## [SOURCE]
Christmas overkill. Orange alert. Sorry, but I'm losing confidence in
the American economic infrastructure. Freaking out is what I mean. I'm
doubting its very rationality, let alone its self-governing moral
capacity.
Free speech is suspended in Miami while fat cats secretly carve up
the Americas for profit? (This was in November, at the Free Trade Area
of the Americas meeting, a.k.a. NAFTA on steroids.) Do we think a
permanently impoverished Third World is in our best interests? Pardon me
while I write naively, as a schlub, everyman with a small chunk of chump
change that counts as my nest egg.
I'm not smart about money, but I've stayed solvent and pretty much
clung to the piggybank maxims of my childhood: Save your pennies,
balance your checkbook, pay your bills, stay within your means, give to
those in need. This is the level at which I understand money, and I say
this with no pretense of virtue in my relative ignorance. Beyond that,
I'm afraid of money - I fear it as a force, a bottom-line moral arbiter.
Mammon giveth, Mammon taketh away. Post-GM Flint, Mich., as Michael
Moore has pointed out, takes on the look of post-McVeigh Oklahoma City.
A nature preserve on a piece of prime suburban real estate has no choice
but to morph into a shopping mall. Well, what else is new? I've known
this for a long time, but mostly as an abstraction. You can complain
about the economy just like you can complain about fatty foods, but you
can't give up eating. You can't give up playing the only game in town.

## [SHORT TASK 1]
Reproduce the listing's lines from the line with "of the grille" to the line with "[(299, 105)]", swapping "congestion log" for "traffic survey" and leaving everything else unchanged; give only those lines.
The essay and the listing are unrelated to each other.

## [RECORDS PROVIDED]

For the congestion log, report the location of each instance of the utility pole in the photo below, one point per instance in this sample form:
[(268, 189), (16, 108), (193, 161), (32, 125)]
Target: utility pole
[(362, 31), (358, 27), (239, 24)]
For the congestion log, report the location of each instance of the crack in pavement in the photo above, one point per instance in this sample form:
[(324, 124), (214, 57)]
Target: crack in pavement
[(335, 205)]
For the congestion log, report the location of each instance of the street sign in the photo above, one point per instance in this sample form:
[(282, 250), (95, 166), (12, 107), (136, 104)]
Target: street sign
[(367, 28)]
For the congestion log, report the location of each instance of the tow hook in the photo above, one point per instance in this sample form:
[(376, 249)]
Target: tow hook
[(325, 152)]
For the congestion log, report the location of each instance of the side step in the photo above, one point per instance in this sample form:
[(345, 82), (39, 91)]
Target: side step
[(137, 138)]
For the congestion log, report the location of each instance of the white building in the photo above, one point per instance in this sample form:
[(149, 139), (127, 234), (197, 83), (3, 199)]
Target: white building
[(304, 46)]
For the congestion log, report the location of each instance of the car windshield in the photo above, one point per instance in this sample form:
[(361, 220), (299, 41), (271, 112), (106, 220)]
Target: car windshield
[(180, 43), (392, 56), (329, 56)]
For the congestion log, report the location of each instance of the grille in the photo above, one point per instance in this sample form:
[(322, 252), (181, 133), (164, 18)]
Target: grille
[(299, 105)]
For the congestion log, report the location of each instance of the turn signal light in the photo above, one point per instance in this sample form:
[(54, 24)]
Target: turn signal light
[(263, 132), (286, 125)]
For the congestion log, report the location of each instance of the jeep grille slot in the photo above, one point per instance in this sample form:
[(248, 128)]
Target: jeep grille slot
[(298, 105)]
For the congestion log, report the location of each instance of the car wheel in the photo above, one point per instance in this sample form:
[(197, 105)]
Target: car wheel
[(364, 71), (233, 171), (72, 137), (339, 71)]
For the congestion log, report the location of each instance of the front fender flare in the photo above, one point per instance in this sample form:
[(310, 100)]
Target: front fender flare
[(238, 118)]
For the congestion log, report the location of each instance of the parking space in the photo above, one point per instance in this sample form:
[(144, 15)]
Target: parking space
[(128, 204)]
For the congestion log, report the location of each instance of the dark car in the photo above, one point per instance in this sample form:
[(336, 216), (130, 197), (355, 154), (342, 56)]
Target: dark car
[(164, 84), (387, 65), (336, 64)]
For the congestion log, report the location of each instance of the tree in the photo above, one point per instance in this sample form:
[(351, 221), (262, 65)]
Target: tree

## [SHORT TASK 2]
Return the passage of the essay on money and the American economy from "Mammon giveth, Mammon" to "game in town.", copied word for word.

## [ANSWER 1]
For the traffic survey, report the location of each instance of the grille in the photo above, one point per instance in this sample form:
[(322, 252), (181, 133), (164, 18)]
Target: grille
[(299, 105)]

## [ANSWER 2]
Mammon giveth, Mammon taketh away. Post-GM Flint, Mich., as Michael
Moore has pointed out, takes on the look of post-McVeigh Oklahoma City.
A nature preserve on a piece of prime suburban real estate has no choice
but to morph into a shopping mall. Well, what else is new? I've known
this for a long time, but mostly as an abstraction. You can complain
about the economy just like you can complain about fatty foods, but you
can't give up eating. You can't give up playing the only game in town.